**EXERCISE GOAL:** For each line of the data below that holds "Kindly", copy the line.
++++ EXTRACTED DATA
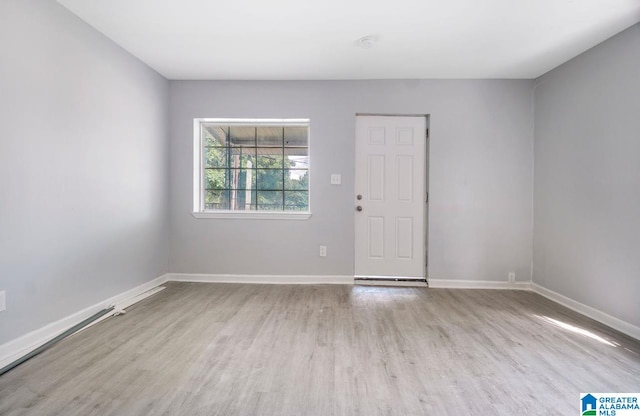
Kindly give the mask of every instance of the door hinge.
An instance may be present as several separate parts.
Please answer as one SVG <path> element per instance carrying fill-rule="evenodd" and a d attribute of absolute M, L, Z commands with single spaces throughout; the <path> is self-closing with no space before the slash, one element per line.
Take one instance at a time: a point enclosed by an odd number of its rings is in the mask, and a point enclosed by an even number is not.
++++++++
++++ EXTRACTED DATA
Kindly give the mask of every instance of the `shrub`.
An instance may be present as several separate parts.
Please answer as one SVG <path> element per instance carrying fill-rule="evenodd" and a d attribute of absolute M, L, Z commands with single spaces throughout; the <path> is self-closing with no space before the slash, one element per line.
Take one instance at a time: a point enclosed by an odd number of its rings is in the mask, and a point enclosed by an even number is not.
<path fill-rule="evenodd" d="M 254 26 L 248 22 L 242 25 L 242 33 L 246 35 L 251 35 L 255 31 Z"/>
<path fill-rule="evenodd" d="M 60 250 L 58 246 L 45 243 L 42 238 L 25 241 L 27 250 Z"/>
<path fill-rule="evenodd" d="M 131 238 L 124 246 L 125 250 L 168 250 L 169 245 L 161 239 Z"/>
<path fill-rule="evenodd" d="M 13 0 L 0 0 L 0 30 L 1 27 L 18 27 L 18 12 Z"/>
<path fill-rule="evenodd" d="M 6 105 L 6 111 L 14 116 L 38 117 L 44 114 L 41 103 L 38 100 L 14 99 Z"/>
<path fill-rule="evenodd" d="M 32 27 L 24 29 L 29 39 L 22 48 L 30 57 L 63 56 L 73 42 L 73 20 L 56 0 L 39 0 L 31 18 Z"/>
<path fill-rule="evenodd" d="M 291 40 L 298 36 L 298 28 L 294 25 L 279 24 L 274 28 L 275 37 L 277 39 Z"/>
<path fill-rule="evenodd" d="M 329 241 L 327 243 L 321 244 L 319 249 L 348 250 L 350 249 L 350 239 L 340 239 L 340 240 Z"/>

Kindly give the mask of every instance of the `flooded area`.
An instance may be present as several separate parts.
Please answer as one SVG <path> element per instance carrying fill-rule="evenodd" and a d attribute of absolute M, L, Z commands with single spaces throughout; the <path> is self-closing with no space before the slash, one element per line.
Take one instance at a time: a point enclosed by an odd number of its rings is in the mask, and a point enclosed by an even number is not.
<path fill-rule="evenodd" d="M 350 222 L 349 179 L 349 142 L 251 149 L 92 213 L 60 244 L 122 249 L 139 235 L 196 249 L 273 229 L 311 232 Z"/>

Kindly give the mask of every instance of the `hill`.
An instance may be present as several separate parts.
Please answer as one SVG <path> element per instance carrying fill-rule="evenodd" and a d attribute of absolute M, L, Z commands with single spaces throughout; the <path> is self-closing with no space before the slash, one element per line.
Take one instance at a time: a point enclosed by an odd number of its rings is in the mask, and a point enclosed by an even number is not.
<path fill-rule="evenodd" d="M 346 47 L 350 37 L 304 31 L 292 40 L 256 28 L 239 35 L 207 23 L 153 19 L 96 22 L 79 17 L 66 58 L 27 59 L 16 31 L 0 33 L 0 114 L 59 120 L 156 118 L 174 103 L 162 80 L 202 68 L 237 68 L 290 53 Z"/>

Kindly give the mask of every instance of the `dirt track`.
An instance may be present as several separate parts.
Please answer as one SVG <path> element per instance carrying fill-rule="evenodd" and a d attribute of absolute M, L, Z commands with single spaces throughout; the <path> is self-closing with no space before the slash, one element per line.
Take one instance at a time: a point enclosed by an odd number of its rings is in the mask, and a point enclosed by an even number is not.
++++++++
**WORKED SOLUTION:**
Kindly give the mask of every instance of the door hinge.
Kindly give the mask of every instance of the `shrub`.
Kindly give the mask of every instance of the `flooded area`.
Kindly give the mask of every instance of the `hill`.
Kindly give the mask of every instance of the `dirt track`.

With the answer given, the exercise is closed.